## LISTING
--
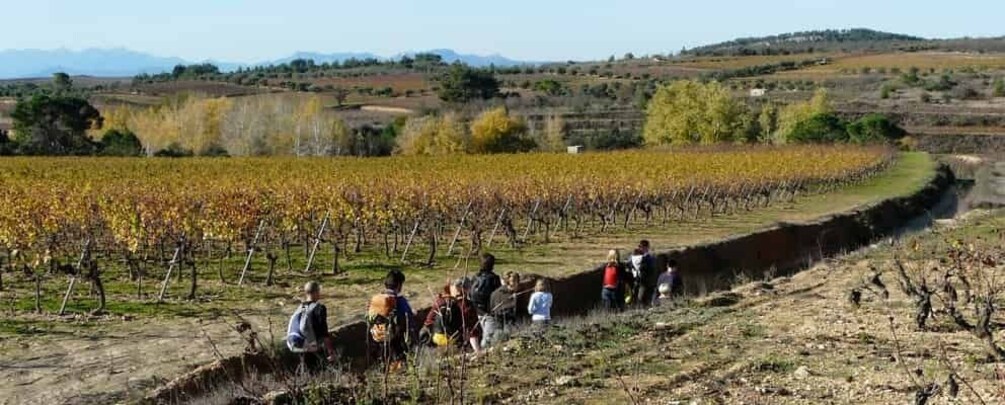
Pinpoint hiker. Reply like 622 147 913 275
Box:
--
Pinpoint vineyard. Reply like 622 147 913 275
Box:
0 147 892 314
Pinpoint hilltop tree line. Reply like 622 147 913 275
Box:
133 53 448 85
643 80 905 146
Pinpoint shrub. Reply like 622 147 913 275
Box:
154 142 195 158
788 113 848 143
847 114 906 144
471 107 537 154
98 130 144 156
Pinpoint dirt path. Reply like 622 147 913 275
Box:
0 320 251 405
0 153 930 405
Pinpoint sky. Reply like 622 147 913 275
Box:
--
## PROBLEM DESCRIPTION
Show every line of the records that contains the string "Pinpoint".

## TASK SOLUTION
Pinpoint hiker. Reply like 622 147 913 275
Pinpoint vineyard. Reply like 622 147 913 275
Pinpoint hilltop tree line. Reply like 622 147 913 275
Pinpoint shrub. Reply like 622 147 913 275
Pinpoint dirt path. Reply like 622 147 913 275
Pinpoint sky. Reply like 622 147 913 275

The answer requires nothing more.